Input material —
BEGIN
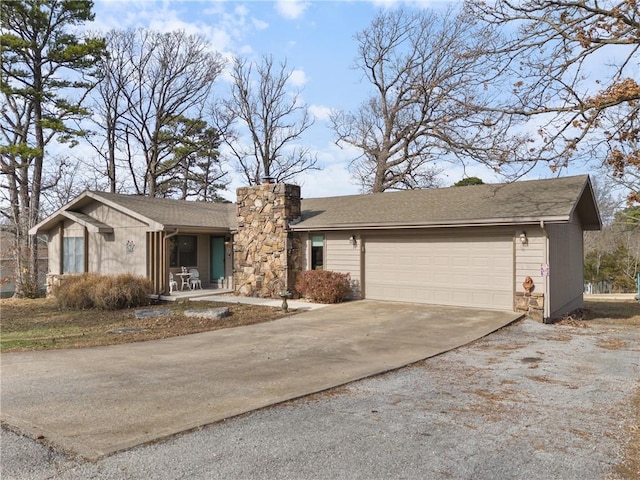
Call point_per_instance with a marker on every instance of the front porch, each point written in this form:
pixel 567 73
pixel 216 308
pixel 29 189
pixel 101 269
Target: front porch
pixel 189 294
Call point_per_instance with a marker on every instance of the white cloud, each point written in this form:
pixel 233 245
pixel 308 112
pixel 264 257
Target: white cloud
pixel 291 9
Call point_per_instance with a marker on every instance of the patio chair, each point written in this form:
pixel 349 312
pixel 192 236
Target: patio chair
pixel 173 285
pixel 195 279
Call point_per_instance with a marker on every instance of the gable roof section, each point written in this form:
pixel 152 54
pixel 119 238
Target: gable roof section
pixel 557 200
pixel 158 213
pixel 551 200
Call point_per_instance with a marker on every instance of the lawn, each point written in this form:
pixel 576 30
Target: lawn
pixel 38 324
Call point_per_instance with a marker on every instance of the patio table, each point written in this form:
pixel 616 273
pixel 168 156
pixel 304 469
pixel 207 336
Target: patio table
pixel 185 276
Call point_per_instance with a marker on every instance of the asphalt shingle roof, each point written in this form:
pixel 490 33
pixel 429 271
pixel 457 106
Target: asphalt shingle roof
pixel 517 202
pixel 551 200
pixel 175 213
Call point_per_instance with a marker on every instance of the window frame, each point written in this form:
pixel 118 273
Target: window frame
pixel 314 249
pixel 73 254
pixel 177 255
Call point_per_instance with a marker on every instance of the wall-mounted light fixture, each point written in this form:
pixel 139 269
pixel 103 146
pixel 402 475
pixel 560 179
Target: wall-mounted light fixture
pixel 523 238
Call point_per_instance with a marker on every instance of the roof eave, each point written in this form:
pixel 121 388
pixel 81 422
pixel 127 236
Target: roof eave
pixel 495 222
pixel 196 229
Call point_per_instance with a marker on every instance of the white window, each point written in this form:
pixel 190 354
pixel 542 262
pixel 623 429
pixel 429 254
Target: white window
pixel 73 255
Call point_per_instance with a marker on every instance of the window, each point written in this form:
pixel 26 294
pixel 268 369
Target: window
pixel 184 250
pixel 317 252
pixel 73 255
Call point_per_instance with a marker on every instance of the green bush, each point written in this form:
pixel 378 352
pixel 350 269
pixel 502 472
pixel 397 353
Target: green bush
pixel 324 286
pixel 102 292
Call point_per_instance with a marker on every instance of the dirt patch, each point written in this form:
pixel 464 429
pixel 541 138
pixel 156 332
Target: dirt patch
pixel 612 344
pixel 39 324
pixel 630 468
END
Please transcribe word for word the lines from the line with "Target: patio table" to the end of the material, both ends included.

Target: patio table
pixel 185 276
Call point_per_instance with a marker on every instance of the asphalt shingle roof, each point written in this form:
pixel 490 33
pixel 429 271
pixel 457 106
Target: asphalt shingle roof
pixel 517 202
pixel 551 200
pixel 175 213
Call point_per_instance with a marker on every instance of the window frame, each point written in this form:
pixel 118 273
Target: window frame
pixel 314 249
pixel 73 254
pixel 177 255
Call point_per_instance with a marker on every instance of the wall-mounted light fixture, each point written in this form:
pixel 139 269
pixel 103 146
pixel 402 475
pixel 560 179
Target: wall-mounted light fixture
pixel 523 238
Call point_per_instance with a marker on every instance of the roof eave, each point written in this form:
pixel 121 388
pixel 81 422
pixel 127 236
Target: roof eave
pixel 495 222
pixel 196 229
Call point_per_instance with a marker on every instance of the white window, each point written in this form:
pixel 190 354
pixel 542 262
pixel 623 429
pixel 429 254
Target: white window
pixel 73 255
Call point_per_instance with a marker on every instance of the window, each point written in this form:
pixel 26 294
pixel 268 369
Target: window
pixel 184 250
pixel 317 252
pixel 73 255
Call point_per_instance with a marker on every instance of the green bush, each point written in this form:
pixel 378 352
pixel 350 269
pixel 502 472
pixel 397 353
Target: green bush
pixel 324 286
pixel 102 292
Call point_per_instance with a marker on every instance of the dirt patch, each point written in this form:
pixel 464 429
pixel 541 138
pixel 156 332
Target: dirt patch
pixel 612 344
pixel 39 324
pixel 630 468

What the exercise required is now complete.